WHAT YOU NEED TO DO =>
Which lines in the rows below contain the word "outline"? Pull out every one of them.

RECORDS TO PROCESS =>
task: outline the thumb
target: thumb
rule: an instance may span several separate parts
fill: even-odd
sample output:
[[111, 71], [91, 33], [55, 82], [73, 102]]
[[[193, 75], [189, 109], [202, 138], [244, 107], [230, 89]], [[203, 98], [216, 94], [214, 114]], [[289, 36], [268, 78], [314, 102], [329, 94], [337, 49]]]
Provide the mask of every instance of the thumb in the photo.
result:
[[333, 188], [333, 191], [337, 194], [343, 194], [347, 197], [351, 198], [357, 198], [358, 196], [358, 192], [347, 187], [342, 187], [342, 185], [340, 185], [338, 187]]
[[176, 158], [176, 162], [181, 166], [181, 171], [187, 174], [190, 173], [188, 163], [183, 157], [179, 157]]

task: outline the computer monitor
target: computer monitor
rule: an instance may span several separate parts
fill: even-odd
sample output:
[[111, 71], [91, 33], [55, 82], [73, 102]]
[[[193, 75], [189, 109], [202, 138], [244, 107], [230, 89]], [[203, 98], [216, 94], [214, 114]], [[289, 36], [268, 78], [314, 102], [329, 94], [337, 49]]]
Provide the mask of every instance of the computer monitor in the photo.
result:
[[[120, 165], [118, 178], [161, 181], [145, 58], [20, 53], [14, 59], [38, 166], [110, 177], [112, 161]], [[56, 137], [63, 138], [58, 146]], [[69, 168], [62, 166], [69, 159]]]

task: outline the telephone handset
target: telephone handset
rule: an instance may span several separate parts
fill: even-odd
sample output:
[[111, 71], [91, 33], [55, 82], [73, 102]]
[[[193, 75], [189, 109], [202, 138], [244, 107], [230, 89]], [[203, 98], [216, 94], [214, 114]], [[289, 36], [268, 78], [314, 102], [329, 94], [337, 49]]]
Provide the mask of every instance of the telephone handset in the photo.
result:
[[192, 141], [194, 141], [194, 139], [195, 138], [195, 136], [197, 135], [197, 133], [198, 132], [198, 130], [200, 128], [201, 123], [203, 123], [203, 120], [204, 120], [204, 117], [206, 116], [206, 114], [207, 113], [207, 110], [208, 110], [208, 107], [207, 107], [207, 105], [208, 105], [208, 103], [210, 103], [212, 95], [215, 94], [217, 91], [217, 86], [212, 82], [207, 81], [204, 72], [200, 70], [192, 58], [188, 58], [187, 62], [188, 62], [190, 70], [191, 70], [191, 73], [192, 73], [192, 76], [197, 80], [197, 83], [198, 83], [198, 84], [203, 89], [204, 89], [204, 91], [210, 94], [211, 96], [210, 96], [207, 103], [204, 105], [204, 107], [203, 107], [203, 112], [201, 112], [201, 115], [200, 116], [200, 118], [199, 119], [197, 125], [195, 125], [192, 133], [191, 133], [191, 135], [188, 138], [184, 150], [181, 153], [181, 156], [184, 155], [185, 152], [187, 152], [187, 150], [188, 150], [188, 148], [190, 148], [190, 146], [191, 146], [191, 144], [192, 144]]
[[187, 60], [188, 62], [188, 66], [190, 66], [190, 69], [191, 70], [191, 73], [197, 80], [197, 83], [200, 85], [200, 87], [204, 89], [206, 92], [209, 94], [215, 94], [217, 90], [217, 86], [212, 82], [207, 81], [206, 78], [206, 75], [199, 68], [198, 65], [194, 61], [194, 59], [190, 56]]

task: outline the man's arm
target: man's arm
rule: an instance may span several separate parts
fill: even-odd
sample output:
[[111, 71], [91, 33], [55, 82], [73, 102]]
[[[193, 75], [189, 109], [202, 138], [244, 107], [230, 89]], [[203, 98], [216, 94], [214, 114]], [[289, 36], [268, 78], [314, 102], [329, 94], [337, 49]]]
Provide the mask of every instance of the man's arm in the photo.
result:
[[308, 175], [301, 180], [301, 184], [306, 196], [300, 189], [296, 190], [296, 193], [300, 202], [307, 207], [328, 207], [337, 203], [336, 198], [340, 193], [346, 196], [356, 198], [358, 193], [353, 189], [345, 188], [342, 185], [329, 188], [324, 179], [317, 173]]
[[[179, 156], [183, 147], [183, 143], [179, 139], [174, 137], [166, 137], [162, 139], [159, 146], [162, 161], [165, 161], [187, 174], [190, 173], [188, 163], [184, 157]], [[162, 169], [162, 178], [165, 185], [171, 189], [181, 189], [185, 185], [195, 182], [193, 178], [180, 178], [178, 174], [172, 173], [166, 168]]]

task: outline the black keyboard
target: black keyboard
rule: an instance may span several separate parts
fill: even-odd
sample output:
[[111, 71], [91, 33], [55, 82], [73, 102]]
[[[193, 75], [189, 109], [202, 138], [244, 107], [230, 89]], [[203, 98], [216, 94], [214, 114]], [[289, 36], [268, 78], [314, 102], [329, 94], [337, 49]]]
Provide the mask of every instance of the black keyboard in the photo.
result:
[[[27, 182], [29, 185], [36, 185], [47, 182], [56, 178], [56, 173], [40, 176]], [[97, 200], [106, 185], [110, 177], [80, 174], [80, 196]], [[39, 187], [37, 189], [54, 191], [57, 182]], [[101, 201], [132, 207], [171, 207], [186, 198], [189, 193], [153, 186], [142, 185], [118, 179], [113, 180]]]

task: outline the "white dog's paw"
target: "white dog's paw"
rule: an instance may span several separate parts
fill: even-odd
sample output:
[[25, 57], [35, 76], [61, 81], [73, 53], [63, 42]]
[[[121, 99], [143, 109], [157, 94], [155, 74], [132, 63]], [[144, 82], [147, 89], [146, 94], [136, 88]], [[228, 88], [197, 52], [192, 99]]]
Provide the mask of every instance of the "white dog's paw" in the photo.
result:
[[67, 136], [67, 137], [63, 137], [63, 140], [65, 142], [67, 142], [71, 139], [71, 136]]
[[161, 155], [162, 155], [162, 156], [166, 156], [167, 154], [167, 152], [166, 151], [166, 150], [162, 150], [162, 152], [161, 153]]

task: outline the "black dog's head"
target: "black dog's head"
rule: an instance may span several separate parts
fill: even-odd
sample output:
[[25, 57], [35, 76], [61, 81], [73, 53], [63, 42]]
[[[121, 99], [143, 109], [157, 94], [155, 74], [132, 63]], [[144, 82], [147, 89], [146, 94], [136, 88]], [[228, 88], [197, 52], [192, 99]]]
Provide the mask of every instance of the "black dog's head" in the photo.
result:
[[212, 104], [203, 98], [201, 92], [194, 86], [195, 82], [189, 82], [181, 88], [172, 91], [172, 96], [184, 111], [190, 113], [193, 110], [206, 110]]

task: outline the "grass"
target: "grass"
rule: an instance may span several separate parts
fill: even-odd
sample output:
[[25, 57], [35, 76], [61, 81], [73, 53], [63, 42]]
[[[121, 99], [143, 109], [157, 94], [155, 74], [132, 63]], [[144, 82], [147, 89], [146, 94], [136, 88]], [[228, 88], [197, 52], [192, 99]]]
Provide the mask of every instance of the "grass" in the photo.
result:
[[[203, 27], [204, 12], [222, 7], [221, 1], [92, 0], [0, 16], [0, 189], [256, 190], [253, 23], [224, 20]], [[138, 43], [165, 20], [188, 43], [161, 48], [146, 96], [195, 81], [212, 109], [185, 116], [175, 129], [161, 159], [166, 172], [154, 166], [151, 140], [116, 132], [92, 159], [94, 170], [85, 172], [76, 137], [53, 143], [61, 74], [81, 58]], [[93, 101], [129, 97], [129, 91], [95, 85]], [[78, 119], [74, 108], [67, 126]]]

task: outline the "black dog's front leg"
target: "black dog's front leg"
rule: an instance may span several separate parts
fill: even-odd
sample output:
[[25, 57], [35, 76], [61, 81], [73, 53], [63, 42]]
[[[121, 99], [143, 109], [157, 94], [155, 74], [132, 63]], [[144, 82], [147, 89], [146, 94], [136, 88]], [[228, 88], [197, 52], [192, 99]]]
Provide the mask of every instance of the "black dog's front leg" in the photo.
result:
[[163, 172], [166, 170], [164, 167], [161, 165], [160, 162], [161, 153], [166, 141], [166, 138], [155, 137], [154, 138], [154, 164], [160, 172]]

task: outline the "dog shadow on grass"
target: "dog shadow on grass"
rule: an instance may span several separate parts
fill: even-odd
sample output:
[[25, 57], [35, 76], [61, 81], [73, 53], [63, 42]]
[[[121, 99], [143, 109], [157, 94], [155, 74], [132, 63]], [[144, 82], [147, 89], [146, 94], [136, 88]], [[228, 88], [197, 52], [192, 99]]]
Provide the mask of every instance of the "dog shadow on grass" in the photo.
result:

COMPLETED EXERCISE =>
task: outline the thumb
task: outline the computer monitor
task: outline the telephone handset
task: outline the man's arm
task: outline the black keyboard
task: outline the "white dog's paw"
task: outline the "black dog's head"
task: outline the "grass"
task: outline the "black dog's front leg"
task: outline the "dog shadow on grass"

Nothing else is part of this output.